- WHAT IS NEEDED
Going from the line that contains "If you could spot the plastic" down to the last line in the listing below, reproduce every line exactly and include no others.

- GIVEN DATA

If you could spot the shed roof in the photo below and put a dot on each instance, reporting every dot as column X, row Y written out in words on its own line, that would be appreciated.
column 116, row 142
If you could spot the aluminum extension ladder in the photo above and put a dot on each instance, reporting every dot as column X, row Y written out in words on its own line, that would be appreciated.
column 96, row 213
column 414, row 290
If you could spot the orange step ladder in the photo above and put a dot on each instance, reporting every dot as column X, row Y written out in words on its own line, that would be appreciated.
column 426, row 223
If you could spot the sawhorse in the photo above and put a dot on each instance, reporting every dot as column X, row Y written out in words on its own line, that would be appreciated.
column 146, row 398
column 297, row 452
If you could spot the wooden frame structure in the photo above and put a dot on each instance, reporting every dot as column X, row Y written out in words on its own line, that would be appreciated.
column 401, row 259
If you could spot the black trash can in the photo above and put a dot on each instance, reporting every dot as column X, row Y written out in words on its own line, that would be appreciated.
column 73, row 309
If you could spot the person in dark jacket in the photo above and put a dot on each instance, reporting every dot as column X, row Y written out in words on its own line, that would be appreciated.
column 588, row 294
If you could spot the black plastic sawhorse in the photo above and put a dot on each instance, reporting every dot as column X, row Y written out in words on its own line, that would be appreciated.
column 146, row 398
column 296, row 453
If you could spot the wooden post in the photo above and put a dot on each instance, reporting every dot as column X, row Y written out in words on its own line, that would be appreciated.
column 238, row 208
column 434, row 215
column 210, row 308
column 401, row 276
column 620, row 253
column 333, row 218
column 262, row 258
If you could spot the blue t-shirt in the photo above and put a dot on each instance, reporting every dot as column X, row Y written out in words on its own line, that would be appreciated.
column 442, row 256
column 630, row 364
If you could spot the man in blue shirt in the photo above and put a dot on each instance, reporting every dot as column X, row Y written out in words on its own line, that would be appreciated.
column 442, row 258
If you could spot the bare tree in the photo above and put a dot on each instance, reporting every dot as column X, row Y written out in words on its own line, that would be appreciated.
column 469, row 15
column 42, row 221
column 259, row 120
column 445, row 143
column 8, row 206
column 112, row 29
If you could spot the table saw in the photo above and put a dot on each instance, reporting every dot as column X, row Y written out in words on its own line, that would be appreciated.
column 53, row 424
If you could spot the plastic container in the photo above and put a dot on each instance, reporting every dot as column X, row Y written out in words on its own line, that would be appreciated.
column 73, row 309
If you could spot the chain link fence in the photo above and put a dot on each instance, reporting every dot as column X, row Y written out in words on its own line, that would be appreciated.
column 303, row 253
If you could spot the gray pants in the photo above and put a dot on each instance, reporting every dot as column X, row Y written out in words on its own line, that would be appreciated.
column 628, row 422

- SOLUTION FOR THIS EXERCISE
If you could spot the plastic container in the photo above and put a dot on each instance, reporting every dot as column X, row Y written out in words on its own line, that would be appreciated.
column 73, row 309
If you could spot the chain link fence in the photo above and put a dot on each instance, reporting every dot as column X, row Y written out in words on its own line, that would be appreciated.
column 303, row 253
If you could spot the gray pants in the photo above and put a dot on each instance, reporting every dot as column X, row Y written out in words on its own line, that would be appreciated.
column 628, row 422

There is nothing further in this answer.